> [Extracted text]:
+ + + +
In a bear market, those six holds would have hammered this stock into oblivion. But it's the lone bull that gets listened to and the stock flies a couple of bucks higher. Why? Because the piece articulates a view that Shake Shack is like no other, in fact, it's a category unto itself: fine casual dining. Could this be the Tesla (TSLA) of burgers? A burger so good that you have to own shares in the company? It sure seems that way.
Of course, not just individual stocks are getting things roaring. Last week we were supposed to be brought low by an intractable situation of Greece failing on its bailout. The new Greek leadership, which said it would renounce any onerous terms, meets with the Germans and agrees to onerous terms! I know, it sounds bad. Then the leadership meets with the Greek Parliament, agrees to nothing onerous at all and the Germans go along with it. Kabuki Bull Theater!
Or how about Fed Chief Janet Yellen on the Hill today? In the old days, we would wait with bated breath as the Fed chief dropped some sort of bombshell that would cause the stock market to swing wildly. You would be shocked, angry, miffed, confused and upset because of the testimony.
But Yellen? Let me give you the subtext of what she said. "Look, nice people, I am not going to say anything different than I have already said. And I will be polite and you will trust me and let me do my job. Then I will go back to work when you are done with me. Thank you very much." She came, she said nothing and she conquered. Believe me that only happens when the bullish stars are aligned and Ursa Major is obliterated by Alpha Centauri.
OK, usual caveats. There can be things that sting. Why can't Macy's (M) do better than it has? How did Dillard's (DDS) and Nordstrom (JWN) become better at making their numbers? When will the communists start up those junkets again to take gamblers to lose money in Macau casinos? What are they, Maoists when it comes to the earnings per share of Las Vegas Sands (LVS) and Wynn Resorts (WYNN)? Come on, commies, get with the darned better-than-expected program.
Still, overall, you have to understand that things go right in a bull market; and when they don't go right, people find reasons to cheer and buy anyway. Ultimately, that's how markets really go higher, and this one knows how to go higher better than any I have seen in ages.
+ + + +
> [Supplied data]:

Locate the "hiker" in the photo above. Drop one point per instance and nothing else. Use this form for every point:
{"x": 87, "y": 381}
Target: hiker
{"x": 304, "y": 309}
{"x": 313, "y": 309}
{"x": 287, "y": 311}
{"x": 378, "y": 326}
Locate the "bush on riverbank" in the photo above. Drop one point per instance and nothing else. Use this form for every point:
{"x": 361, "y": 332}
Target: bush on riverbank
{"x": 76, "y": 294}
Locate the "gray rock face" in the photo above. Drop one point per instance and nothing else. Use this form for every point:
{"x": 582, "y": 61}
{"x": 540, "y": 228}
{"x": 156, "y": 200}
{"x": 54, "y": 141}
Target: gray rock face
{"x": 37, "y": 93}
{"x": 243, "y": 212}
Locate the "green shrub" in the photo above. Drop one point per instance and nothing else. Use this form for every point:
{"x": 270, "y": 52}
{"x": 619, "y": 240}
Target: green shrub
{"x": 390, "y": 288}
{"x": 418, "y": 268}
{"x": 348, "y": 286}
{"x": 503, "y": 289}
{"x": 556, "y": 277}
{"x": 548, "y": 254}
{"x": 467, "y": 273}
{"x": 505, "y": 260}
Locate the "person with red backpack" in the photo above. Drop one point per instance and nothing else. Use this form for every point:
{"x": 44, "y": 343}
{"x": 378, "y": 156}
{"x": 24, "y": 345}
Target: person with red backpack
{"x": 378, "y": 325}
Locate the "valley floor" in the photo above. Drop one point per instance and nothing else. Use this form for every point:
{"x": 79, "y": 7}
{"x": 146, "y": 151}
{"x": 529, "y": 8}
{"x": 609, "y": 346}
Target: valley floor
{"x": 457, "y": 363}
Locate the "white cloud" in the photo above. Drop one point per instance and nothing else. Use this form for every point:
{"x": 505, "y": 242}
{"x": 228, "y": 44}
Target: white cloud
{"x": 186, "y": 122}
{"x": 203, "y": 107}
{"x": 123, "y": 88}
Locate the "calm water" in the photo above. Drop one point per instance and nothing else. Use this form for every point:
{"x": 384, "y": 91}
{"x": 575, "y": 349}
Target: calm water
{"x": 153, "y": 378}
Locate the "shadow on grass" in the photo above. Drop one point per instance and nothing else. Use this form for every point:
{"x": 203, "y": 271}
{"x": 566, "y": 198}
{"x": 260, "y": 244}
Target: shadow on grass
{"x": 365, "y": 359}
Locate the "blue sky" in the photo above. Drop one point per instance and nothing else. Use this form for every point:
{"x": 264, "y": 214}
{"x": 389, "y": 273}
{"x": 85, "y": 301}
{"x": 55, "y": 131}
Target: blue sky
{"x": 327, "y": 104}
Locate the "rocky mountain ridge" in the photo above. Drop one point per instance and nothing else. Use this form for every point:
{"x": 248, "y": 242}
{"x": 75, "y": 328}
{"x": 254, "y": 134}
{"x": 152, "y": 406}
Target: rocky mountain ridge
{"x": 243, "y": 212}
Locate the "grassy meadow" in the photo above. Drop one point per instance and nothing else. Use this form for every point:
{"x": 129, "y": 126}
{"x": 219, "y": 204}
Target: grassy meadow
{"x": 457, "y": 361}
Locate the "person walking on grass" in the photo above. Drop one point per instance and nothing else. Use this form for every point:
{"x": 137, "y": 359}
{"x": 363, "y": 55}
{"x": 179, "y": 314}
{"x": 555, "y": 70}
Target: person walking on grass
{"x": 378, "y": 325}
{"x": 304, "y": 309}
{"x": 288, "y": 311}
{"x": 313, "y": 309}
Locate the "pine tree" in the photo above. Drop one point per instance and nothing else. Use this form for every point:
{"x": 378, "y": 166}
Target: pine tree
+ + + +
> [Work to complete]:
[1] Reproduce the market commentary from "Or how about" to "of the testimony.".
[2] Pick out every line of the records that contains the word "hiker".
The market commentary and the records are separate material.

> [Solutions below]:
[1]
Or how about Fed Chief Janet Yellen on the Hill today? In the old days, we would wait with bated breath as the Fed chief dropped some sort of bombshell that would cause the stock market to swing wildly. You would be shocked, angry, miffed, confused and upset because of the testimony.

[2]
Locate the "hiker" in the photo above. Drop one point per instance and nothing else. Use this form for every point:
Target: hiker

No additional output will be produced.